** BEGIN Records **

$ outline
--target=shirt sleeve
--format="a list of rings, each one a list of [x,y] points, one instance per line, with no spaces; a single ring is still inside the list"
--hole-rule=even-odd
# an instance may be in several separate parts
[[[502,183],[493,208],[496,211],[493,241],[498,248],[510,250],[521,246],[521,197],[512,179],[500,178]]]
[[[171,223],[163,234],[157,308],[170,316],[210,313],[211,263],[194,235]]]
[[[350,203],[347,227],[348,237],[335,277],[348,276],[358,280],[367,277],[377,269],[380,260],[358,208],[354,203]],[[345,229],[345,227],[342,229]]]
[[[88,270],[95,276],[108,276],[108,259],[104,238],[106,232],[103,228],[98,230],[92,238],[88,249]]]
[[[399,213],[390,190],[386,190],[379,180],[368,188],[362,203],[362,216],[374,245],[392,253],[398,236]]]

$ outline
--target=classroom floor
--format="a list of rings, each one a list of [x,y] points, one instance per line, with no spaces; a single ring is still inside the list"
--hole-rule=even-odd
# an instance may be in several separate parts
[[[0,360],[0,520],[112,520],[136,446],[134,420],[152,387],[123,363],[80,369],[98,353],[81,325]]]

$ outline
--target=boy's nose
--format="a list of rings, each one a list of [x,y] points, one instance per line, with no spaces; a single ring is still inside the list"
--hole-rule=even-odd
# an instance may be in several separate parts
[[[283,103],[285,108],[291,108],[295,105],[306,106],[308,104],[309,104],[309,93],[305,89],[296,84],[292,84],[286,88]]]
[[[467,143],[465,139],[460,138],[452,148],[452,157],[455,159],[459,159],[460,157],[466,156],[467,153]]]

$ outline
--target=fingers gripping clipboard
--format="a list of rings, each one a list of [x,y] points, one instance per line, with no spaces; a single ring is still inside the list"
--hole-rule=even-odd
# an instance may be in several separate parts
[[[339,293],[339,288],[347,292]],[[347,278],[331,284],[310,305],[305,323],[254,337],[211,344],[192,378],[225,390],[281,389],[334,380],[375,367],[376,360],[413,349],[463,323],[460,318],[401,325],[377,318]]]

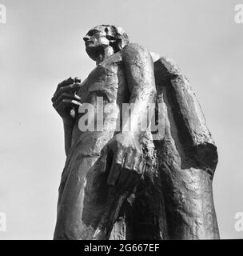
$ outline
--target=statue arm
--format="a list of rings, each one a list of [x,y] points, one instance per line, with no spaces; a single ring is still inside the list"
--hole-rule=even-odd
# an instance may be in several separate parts
[[[123,130],[129,130],[129,121],[133,134],[140,134],[140,124],[147,122],[149,103],[154,102],[156,86],[153,63],[150,54],[138,44],[129,43],[122,50],[122,61],[129,91],[129,105],[133,105],[129,120],[123,118]],[[149,120],[150,121],[150,120]]]

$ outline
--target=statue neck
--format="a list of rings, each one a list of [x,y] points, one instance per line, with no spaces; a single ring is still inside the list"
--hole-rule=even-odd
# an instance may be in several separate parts
[[[105,59],[108,58],[111,55],[114,54],[114,49],[111,46],[108,46],[104,49],[104,52],[102,53],[100,55],[98,55],[96,59],[96,65],[98,66],[102,62],[103,62]]]

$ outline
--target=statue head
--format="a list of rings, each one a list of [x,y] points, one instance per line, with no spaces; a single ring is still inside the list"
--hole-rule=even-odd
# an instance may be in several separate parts
[[[128,36],[123,29],[114,25],[97,26],[91,29],[83,39],[86,52],[94,60],[109,46],[117,53],[129,43]]]

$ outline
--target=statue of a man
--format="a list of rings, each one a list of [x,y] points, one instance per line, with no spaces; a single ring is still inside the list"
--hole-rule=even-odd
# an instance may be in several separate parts
[[[122,28],[96,26],[84,41],[96,68],[82,85],[72,78],[61,82],[52,98],[63,120],[67,156],[59,187],[55,239],[110,238],[119,215],[118,205],[143,173],[141,140],[149,140],[149,134],[141,131],[140,123],[147,119],[148,106],[156,94],[149,53],[129,43]],[[70,110],[86,102],[97,106],[98,97],[103,98],[103,129],[81,131],[78,121],[84,114],[76,110],[74,118]],[[119,114],[123,103],[133,105],[126,119]]]
[[[218,238],[217,148],[188,80],[118,26],[98,26],[84,41],[96,67],[82,83],[61,82],[52,98],[66,154],[54,239]],[[164,126],[153,140],[149,108]]]

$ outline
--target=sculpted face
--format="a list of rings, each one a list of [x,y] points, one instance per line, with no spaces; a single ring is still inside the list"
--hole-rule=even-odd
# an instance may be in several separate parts
[[[106,26],[98,26],[91,29],[83,38],[86,50],[89,56],[95,60],[95,57],[102,54],[104,49],[110,46],[110,40],[106,38]]]

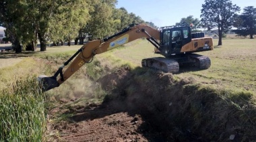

** END Records **

How many lines in the items above contain the string "statue"? Case counts. Reply with the number only.

■ **Completed task**
4